PAGE EXTRACT:
== Segment start ==

Shipping Study Guide
Study Guide
📖 Core Concepts
Freight transport: Physical movement of commercial products, merchandise goods, and cargo (also called freight forwarding).
Modes of shipment:
Sea – Carries 70 % of global freight by volume; most cost‑effective for large volumes.
Ground (road & rail) – Connects origin/destination to ports/airports; cheaper than air, more expensive than sea.
Air – Fastest long‑distance option; highest cost.
Multimodal transport: Same contract, at least two modes; cargo changes mode at hubs (ports, airports, rail yards).
Intermodal transport: Containerized cargo that moves among ship, rail, plane, truck without unpacking.
Incoterms: Standard trade‑contract clauses (e.g., FOB, CFR, CIF) that allocate costs and risk between buyer and seller.
Door‑to‑Door (DTD) shipping: One piece of equipment moves cargo from origin to final destination; price includes all handling, duties, customs.
Digital freight marketplaces: Online platforms that aggregate maritime, air, and land services, automate documents, and give SMEs access to LCL and multimodal options.
---
📌 Must Remember
Global freight volume (2015): 108 trillion tonne‑km; projected 128 trillion tk‑km by 2020 (+3.4 %/yr).
Mode share (by volume): Sea 70 %, Road 18 %, Rail 9 %, Inland waterways 2 %, Air < 0.25 %.
Sea’s share of trade: 80‑90 % by volume, 60‑70 % by value (UNCTAD 2018).
Incoterm basics:
FOB – Seller loads on vessel; buyer assumes risk thereafter.
CFR / C&F – Seller pays cost & freight to destination port; buyer bears risk after loading.
CIF – Same as CFR plus seller pays insurance.
Choosing the “best way”: Lowest rate is default, but insurance coverage & transit time can outweigh price.
DTD pricing: Includes shipping, handling, import duties, customs fees → hassle‑free for the buyer.
---
🔄 Key Processes
Standard freight shipment flow
Origin → (ground) → Port/Airport → (sea/air) → Destination port/airport → (ground) → Final delivery.
Multimodal contract execution
Single contract → cargo moves across ≥2 modes → hand‑off at hub (no new contract).
Incoterm responsibility transfer (e.g., FOB)
Seller loads cargo → risk passes to buyer → buyer arranges freight, insurance, customs.
Door‑to‑Door fulfillment
Book DTD service → carrier handles all legs & paperwork → customer receives goods with duties already paid.

== Segment end ==

WORK ITEM: Extend the shipping study guide past its final line, keeping the headings and list format it already uses.

STORED DATA:
== Segment start ==

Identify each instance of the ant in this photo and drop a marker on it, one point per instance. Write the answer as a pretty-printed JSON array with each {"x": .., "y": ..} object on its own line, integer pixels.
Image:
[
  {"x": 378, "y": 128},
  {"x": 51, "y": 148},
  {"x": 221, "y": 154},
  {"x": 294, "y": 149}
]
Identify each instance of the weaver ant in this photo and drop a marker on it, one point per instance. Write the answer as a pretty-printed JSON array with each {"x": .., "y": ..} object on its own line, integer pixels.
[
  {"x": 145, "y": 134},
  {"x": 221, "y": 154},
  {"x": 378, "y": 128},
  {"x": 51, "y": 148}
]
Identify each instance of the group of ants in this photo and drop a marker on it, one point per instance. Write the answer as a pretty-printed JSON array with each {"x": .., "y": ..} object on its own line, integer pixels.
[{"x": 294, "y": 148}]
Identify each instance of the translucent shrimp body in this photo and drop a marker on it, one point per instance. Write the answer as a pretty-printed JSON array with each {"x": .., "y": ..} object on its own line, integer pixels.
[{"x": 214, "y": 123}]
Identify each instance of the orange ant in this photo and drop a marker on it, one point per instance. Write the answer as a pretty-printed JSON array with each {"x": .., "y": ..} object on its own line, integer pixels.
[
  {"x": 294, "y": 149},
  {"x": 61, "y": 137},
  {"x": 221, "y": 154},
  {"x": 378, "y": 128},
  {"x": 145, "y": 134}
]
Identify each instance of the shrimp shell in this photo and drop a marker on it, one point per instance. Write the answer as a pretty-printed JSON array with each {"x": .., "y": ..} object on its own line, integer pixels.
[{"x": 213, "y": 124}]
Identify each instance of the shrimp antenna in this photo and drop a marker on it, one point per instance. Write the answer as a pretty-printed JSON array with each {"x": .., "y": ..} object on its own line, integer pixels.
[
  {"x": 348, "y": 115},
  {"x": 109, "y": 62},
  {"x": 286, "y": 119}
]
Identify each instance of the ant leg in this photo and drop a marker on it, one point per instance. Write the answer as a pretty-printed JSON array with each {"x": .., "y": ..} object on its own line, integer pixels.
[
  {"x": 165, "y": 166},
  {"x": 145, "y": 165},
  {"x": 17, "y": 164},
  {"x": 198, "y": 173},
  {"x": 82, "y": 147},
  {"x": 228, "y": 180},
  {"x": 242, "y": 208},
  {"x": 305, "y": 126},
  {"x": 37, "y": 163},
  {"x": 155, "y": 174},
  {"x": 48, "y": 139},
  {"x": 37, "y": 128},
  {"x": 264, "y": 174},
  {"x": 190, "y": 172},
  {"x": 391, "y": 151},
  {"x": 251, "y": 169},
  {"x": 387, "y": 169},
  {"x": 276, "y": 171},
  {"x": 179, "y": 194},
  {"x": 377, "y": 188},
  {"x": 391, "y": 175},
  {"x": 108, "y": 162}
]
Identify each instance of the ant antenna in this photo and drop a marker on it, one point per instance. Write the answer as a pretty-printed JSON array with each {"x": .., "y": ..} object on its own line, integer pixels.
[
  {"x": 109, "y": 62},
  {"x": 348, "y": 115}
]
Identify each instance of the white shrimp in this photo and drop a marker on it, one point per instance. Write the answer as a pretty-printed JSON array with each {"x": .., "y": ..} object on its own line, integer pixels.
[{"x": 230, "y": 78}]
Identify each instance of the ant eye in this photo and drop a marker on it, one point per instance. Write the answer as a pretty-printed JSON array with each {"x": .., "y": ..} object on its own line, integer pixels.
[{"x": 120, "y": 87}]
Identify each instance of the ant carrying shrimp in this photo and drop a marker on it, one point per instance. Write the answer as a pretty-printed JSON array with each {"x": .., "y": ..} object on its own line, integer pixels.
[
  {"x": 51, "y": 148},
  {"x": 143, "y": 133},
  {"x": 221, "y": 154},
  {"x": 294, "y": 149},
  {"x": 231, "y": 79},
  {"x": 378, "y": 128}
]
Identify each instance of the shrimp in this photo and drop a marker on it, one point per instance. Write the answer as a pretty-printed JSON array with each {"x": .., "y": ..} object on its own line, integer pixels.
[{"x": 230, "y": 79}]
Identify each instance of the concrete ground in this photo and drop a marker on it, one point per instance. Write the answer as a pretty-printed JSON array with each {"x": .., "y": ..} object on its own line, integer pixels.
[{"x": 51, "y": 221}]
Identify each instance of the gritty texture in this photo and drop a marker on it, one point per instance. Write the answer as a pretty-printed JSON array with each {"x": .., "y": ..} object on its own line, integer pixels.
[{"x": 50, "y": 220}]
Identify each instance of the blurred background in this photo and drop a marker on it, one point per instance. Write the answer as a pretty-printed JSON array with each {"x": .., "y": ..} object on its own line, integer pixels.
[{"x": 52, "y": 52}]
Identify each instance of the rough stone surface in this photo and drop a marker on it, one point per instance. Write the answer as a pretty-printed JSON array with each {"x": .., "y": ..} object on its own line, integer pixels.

== Segment end ==

WRITTEN ANSWER:
Digital marketplace booking
Log in → enter cargo specs → platform suggests LCL/multimodal options → automated Bill of Lading & customs docs → track in real‑time.
---
🔍 Key Comparisons
Sea vs. Air
Cost: Sea ≪ Air | Speed: Air ≫ Sea | Volume capacity: Sea ≫ Air
Ground vs. Air
Cost: Ground < Air | Speed: Air > Ground (long‑distance) | Flexibility: Ground excels for first/last mile.
Multimodal vs. Intermodal
Multimodal: single contract, ≥2 modes, may involve repacking.
Intermodal: containerized, no repacking, same container moves across modes.
FOB vs. CIF
FOB: buyer arranges freight & insurance.
CIF: seller covers freight and insurance to destination port.
Door‑to‑Door vs. Standard shipping
DTD: one price, all fees included, single equipment.
Standard: carrier fee only; duties, taxes added later.
---
⚠️ Common Misunderstandings
“Shipping” = only sea – In US English it now includes land and air.
Incoterm “CFR” includes insurance – Only CIF adds insurance.
Multimodal = intermodal – Intermodal is a type of multimodal that uses containers and avoids unpacking.
Air freight always cheapest for speed – While fastest, it can be prohibitively expensive for bulk goods.
Digital platforms replace all human agents – They automate docs and matching but still rely on carriers and customs brokers.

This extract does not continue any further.